### RAW DATA:
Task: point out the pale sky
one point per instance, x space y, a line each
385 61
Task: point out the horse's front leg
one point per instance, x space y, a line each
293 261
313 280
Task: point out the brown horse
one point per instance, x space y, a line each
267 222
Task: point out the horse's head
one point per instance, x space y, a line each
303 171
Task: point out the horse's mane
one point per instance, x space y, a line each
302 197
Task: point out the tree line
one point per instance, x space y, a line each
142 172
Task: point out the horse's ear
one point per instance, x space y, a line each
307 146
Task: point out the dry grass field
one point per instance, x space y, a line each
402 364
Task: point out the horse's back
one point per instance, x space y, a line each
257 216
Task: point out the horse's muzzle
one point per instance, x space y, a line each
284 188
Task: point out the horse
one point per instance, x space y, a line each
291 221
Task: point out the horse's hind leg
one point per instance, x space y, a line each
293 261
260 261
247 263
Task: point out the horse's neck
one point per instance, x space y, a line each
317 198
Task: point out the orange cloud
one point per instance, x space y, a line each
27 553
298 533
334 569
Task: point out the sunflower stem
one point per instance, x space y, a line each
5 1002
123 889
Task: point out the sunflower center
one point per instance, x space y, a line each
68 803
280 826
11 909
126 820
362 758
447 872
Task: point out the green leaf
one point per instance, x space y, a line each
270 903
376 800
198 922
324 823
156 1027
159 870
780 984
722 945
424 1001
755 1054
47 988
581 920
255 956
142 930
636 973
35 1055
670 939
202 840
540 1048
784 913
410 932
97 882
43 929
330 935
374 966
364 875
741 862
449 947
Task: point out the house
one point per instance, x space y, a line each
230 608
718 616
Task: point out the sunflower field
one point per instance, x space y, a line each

### WHAT IS ASKED:
Rewrite the whole listing, changing every "point out" to "mark" and leaving everything else the same.

### SOLUTION TO THE PROBLEM:
Task: mark the pale sky
one point per instance, x space y, a line each
385 61
Task: mark the horse's front leg
one point per instance, x space y, a line each
293 261
313 280
Task: mark the brown horse
one point per instance, x space y, a line each
267 222
Task: mark the horse's head
one point per instance, x space y, a line each
303 171
Task: mark the horse's mane
one point per instance, x space y, a line each
302 197
Task: mark the tree line
one point per instance, x space y, a line each
142 172
Task: mark the horse's ear
one point per instance, x space y, a line each
307 146
Task: mark the dry grass field
one point per instance, x space y, a line each
402 364
Task: mark the horse's back
one point per instance, x space y, a line each
257 216
Task: mark the horse's muzzle
one point per instance, x space y, a line each
284 188
Task: mark the horse
one point per instance, x space y, a line each
291 221
Task: mark the horse's hind leg
one point per instance, x space y, a line each
293 261
260 261
247 263
Task: mark the horse's neck
one point per instance, x space y, a line each
317 198
Task: mark the orange cloud
one point per instance, x space y, a line each
27 553
298 533
334 569
Task: mark the sunflower stem
one point per instance, x space y, a line each
5 1002
123 889
Task: mark the sunflower center
one point per instance, x space y, a line each
68 803
280 826
11 909
126 820
362 758
447 872
Task: mark the green leaf
one point per instance, x space y, a line each
270 903
376 800
198 922
324 823
156 1027
159 870
780 984
722 945
424 1001
755 1054
47 988
581 920
255 956
142 930
636 973
35 1055
670 939
202 840
540 1048
784 913
410 932
97 882
43 929
330 935
374 966
364 875
741 862
449 947
Task: mark the house
one point per instance, x space y, a line each
230 608
718 616
Task: mark the sunflower field
one point per instance, x space y, a line each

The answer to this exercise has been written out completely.